# INSTRUCCIONES
En el texto sobre el accidente de auto, ¿qué permitió a quien escribe sobrevivir al impacto contra el poste?
==== TEXTO MOSTRADO ====
A principios de este año alguien
en quien confiaba, en un momento de locura, drogas y alcohol, decidió tentar al
destino en una especie de ruleta rusa, arriesgando el todo por el todo, pero
ignoró olímpicamente que en el mismo auto veníamos dos personas ajenas a su
voluntad. El resultado: un aparatoso accidente en el que yo debí quedar
prensado, sin posibilidad de seguir con vida, hoy, en este instante en el que
escribo estas líneas.
Unos
lo llamarían “milagro”. Pero salí ileso no por la mano de algún ser divino. Mi
extrema delgadez me permitió sobrevivir en cuclillas al impacto del vehículo a
toda velocidad contra un poste al otro extremo de la avenida, un poste que, al
abrir los ojos, estaba justo en mi costado, a unos centímetros de mi cuerpo
reducido a un manojo de nervios e histeria porque, he de confesar, me aterran
los espacios reducidos (claustrofobia, le llaman comúnmente).
La
experiencia que me dejó el incidente debería haber bastado para “abrir los
ojos” y arrojarme a la vida “en serio”, con una actitud positiva, abandonando
los fantasmas que me consumen día y noche porque hablan de la sombra en el
espejo. Sin embargo, no soy la clase de personas que asimilan en la
cotidianidad una página más de un libro de Paulo Cohelo. Al contrario, me empeño
en vivir un drama fragmentario porque este dolor me recuerda la posibilidad de
“estar vivo”, con todo lo que ello implica.
Después
de esto, no temo la muerte: me aterra la posibilidad de seguir con vida. En mi
camino los demás se han forjado una imagen de mí con la cual no me identifico.
Mientras “los otros” admiran la publicación de dos libros (y otros más en la
lista de espera), mi rutina laboral, aquellas frases “ácidas” que suelo
publicar en las redes sociales y otros detalles que, en suma, conforman un “Yo”
ajeno al nombre; me miro en el espejo y solo veo un cuerpo que ansía escapar de
sus propios límites.
==== ENTRADAS ====
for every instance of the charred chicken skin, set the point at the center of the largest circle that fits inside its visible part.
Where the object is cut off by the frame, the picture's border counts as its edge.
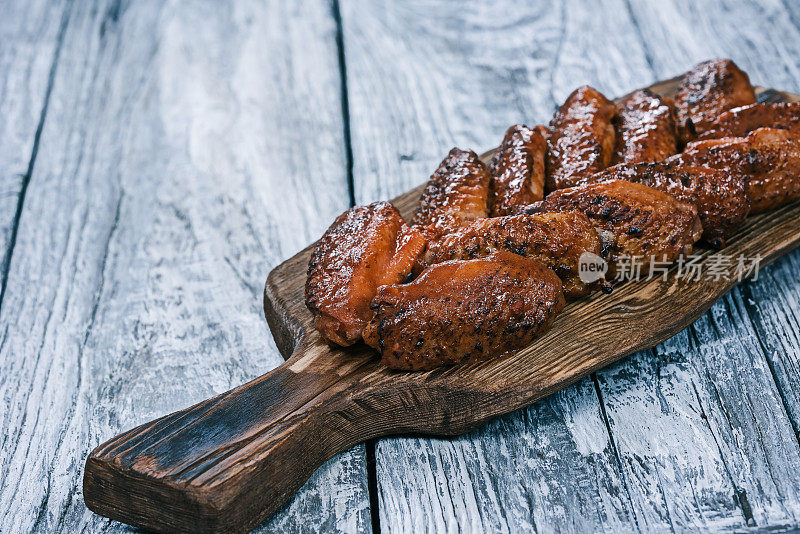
(739, 122)
(582, 138)
(646, 129)
(365, 247)
(637, 220)
(456, 193)
(518, 170)
(710, 89)
(719, 196)
(555, 240)
(770, 159)
(464, 310)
====
# SOLUCIÓN
Su extrema delgadez, que le permitió sobrevivir en cuclillas al impacto.